The hidden relations between these two worlds — Sixties counterculture and today’s Silicon Valley business world — is, I believe, one of the major themes of Thomas Pynchon’s fiction and the chief theme of his late diptych, Inherent Vice and Bleeding Edge. If you want to understand the moral world we’re living in, you could do a lot worse than to read and reflect on those two novels.

I recently read George Marden’s brief but deeply insightful Twilight of the American Enlightenment, and the most fascinating element of that book is the way Marsden traces the lines of thought and influence that start with America’s great victory in World War II, lead to a sense of spiritual crisis in the 1950s — Is America morally worthy of its leading place in the world? And have we achieved it at the cost of creating a lonely crowd made up of organization men? —, and go on from there by a kind of inevitable logic to the social and sexual revolutions of the 1960s.

**SET TASKS:**
a) Please reproduce, from the passage on Pynchon and Silicon Valley, the part that opens with the words containing "The hidden relations" and closes with "those two novels.".
b) According to the passage on Pynchon and Silicon Valley, which two novels make up Thomas Pynchon's late diptych?

**DATA:**
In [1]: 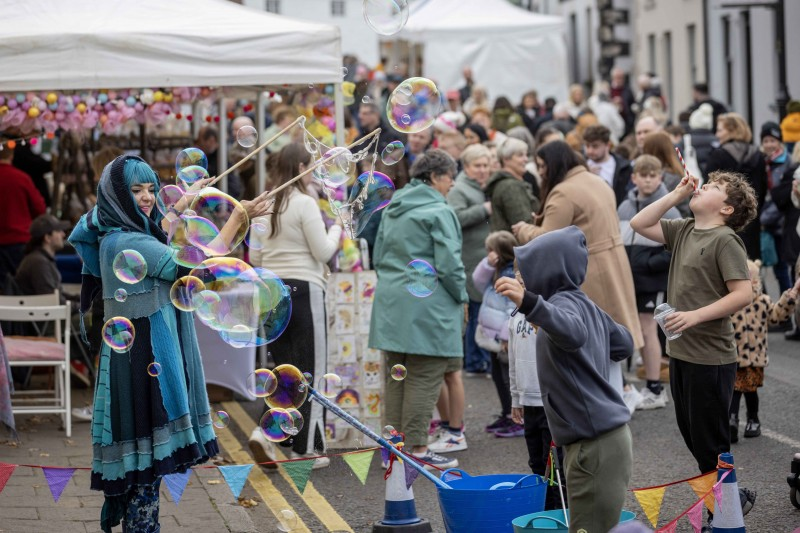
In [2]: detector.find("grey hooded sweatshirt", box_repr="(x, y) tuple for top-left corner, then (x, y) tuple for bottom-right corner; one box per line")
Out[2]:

**SOLUTIONS FOR EACH TASK:**
a)
The hidden relations between these two worlds — Sixties counterculture and today’s Silicon Valley business world — is, I believe, one of the major themes of Thomas Pynchon’s fiction and the chief theme of his late diptych, Inherent Vice and Bleeding Edge. If you want to understand the moral world we’re living in, you could do a lot worse than to read and reflect on those two novels.

b) Inherent Vice and Bleeding Edge